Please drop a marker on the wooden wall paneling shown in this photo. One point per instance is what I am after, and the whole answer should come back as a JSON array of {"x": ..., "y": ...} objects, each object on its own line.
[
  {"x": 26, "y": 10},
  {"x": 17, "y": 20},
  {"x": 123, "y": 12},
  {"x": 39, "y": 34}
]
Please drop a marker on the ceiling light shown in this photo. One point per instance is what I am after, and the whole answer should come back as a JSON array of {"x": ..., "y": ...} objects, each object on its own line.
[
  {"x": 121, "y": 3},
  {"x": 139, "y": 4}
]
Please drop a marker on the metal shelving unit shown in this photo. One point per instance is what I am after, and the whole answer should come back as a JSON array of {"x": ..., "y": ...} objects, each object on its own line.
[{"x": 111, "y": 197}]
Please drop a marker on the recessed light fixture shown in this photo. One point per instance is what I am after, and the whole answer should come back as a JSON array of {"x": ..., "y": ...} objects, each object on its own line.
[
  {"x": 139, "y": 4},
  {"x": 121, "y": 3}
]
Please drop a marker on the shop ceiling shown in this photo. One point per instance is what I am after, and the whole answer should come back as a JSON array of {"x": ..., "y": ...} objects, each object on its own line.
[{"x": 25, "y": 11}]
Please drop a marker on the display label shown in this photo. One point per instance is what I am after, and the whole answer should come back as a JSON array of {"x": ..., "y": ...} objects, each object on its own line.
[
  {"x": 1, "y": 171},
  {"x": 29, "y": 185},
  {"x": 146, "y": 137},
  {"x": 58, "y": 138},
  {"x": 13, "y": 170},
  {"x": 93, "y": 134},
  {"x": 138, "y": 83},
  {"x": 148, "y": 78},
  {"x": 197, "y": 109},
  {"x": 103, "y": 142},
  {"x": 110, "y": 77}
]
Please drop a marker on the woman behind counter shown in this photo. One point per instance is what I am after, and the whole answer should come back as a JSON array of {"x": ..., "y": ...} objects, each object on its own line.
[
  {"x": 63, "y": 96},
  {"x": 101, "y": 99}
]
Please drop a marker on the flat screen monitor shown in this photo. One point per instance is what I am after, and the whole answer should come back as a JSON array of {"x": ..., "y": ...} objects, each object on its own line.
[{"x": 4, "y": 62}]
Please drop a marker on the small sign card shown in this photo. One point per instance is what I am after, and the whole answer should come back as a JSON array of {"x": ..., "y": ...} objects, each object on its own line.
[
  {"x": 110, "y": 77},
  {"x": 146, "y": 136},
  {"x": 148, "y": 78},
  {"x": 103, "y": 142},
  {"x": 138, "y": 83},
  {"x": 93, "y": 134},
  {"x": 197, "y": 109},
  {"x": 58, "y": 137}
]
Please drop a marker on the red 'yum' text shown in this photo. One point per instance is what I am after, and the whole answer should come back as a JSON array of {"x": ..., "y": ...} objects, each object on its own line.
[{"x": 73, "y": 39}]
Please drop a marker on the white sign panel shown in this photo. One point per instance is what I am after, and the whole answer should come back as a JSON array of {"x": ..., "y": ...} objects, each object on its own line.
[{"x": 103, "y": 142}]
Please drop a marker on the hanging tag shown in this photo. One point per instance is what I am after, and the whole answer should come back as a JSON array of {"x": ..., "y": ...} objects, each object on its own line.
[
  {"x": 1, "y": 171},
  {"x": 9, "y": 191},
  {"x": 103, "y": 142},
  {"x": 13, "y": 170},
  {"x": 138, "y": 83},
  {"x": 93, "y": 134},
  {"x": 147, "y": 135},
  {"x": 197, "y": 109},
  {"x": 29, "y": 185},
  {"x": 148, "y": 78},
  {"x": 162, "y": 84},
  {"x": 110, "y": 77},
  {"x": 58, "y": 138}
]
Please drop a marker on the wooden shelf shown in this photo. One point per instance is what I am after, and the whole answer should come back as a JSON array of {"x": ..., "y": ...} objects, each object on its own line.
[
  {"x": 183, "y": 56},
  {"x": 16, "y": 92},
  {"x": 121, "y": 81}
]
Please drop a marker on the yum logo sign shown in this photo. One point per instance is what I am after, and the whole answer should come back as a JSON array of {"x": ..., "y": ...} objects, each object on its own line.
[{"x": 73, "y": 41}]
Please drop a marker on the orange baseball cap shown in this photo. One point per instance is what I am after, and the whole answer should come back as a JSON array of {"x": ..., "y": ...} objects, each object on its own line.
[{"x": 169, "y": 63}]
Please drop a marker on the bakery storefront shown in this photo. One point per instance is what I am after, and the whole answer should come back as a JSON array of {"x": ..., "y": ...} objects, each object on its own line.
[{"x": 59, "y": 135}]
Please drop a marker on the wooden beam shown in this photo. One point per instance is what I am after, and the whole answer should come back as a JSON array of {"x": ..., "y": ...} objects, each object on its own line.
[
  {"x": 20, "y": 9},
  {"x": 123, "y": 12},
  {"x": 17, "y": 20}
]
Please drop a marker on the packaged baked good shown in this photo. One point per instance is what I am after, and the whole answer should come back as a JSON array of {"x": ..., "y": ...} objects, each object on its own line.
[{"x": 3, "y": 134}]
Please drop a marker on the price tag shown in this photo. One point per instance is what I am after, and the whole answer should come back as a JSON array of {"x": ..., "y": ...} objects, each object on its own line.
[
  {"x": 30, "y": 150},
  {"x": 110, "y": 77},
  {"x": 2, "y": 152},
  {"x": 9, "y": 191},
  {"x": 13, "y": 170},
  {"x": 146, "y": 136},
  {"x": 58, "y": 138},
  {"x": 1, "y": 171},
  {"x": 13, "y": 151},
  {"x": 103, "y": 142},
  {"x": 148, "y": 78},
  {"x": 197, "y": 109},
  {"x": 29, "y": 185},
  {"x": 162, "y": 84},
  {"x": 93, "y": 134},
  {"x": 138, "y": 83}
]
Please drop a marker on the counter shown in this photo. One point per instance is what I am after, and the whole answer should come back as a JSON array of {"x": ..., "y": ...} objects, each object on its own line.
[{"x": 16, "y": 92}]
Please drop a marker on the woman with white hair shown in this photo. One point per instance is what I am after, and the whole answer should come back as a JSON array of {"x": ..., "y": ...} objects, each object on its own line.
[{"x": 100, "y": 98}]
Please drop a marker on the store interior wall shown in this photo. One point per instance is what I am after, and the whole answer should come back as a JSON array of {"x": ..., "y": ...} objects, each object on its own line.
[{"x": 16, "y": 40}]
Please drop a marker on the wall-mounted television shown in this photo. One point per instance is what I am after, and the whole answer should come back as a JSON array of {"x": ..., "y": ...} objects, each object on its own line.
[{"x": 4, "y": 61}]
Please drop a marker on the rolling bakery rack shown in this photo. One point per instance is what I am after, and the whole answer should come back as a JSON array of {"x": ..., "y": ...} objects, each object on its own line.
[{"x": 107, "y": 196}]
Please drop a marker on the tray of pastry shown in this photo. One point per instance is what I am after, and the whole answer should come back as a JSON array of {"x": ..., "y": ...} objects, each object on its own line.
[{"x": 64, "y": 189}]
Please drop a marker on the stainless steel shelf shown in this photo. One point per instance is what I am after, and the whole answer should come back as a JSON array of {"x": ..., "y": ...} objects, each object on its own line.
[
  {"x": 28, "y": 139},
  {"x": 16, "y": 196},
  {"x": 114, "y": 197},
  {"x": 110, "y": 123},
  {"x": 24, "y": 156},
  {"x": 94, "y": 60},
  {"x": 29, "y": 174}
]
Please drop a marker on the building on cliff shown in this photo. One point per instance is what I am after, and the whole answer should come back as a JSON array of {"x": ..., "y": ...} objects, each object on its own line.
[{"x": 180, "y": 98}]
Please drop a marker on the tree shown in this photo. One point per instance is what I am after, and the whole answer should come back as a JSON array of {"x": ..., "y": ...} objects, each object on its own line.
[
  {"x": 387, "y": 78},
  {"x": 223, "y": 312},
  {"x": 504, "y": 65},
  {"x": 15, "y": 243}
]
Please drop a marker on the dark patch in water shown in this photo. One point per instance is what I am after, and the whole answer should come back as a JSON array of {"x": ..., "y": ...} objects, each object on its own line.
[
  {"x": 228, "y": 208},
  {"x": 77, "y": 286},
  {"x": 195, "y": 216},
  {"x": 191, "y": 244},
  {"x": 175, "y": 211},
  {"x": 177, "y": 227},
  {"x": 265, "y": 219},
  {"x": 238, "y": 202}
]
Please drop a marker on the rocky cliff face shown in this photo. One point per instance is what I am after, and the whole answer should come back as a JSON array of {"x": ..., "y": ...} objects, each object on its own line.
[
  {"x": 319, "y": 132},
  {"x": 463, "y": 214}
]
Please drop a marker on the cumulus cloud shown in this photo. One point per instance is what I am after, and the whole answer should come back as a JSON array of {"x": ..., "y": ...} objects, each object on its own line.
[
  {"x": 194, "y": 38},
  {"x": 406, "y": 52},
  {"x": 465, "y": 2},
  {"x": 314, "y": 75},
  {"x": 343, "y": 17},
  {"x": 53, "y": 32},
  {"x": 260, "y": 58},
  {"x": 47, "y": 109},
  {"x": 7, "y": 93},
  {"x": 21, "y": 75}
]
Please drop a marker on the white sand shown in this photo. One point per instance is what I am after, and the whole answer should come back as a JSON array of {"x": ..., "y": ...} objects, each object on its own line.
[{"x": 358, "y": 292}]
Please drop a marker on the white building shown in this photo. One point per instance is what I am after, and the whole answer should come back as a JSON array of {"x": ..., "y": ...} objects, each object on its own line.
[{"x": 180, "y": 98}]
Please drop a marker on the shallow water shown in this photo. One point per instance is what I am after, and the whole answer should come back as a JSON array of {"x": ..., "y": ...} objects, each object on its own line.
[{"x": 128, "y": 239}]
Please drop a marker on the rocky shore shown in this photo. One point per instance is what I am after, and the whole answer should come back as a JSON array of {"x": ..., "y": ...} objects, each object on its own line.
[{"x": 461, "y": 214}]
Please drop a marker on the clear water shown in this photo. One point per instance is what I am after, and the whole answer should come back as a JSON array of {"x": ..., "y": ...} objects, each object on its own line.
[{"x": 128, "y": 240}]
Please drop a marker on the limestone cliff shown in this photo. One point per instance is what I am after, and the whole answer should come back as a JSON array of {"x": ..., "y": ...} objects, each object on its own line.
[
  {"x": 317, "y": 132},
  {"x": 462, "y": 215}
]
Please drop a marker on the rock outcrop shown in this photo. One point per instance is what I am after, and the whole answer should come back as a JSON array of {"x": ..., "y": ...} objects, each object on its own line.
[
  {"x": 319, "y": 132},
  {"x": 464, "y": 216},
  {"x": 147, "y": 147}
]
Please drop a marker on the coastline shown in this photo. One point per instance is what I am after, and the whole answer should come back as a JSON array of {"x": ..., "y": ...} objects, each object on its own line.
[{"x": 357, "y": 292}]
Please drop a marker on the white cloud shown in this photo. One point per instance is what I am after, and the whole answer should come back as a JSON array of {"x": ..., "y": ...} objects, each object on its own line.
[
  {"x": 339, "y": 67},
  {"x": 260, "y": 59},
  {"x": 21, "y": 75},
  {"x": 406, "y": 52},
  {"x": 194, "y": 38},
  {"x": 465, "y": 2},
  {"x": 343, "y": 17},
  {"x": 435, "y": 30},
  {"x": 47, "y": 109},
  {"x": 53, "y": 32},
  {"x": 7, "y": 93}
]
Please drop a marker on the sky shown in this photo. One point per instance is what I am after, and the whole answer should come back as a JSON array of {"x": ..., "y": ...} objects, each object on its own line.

· · · · ·

• [Work instructions]:
Only those lines running from the one containing "Please drop a marker on the coastline" through the last line of the data above are to be copied, exactly, with both ends included.

• [Written response]:
Please drop a marker on the coastline shown in this photo. One point per instance is what I am after, and the whole answer should come back as a JSON array of {"x": ..., "y": ...} objects, each object on its own line.
[{"x": 357, "y": 292}]
Please drop a marker on the white cloud shown in this photo. One point per instance is what I am after, and the whole answer should come back as a JSON array of {"x": ..., "y": ...} objects, each object on its own line.
[
  {"x": 339, "y": 67},
  {"x": 260, "y": 59},
  {"x": 21, "y": 75},
  {"x": 406, "y": 52},
  {"x": 194, "y": 38},
  {"x": 465, "y": 2},
  {"x": 343, "y": 17},
  {"x": 435, "y": 30},
  {"x": 47, "y": 109},
  {"x": 53, "y": 32},
  {"x": 7, "y": 93}
]
Please drop a marker on the sky shown in this photo. One point per instance is what I am after, and the whole answer should come back as a JSON array of {"x": ..., "y": ...} objects, each object on its own line.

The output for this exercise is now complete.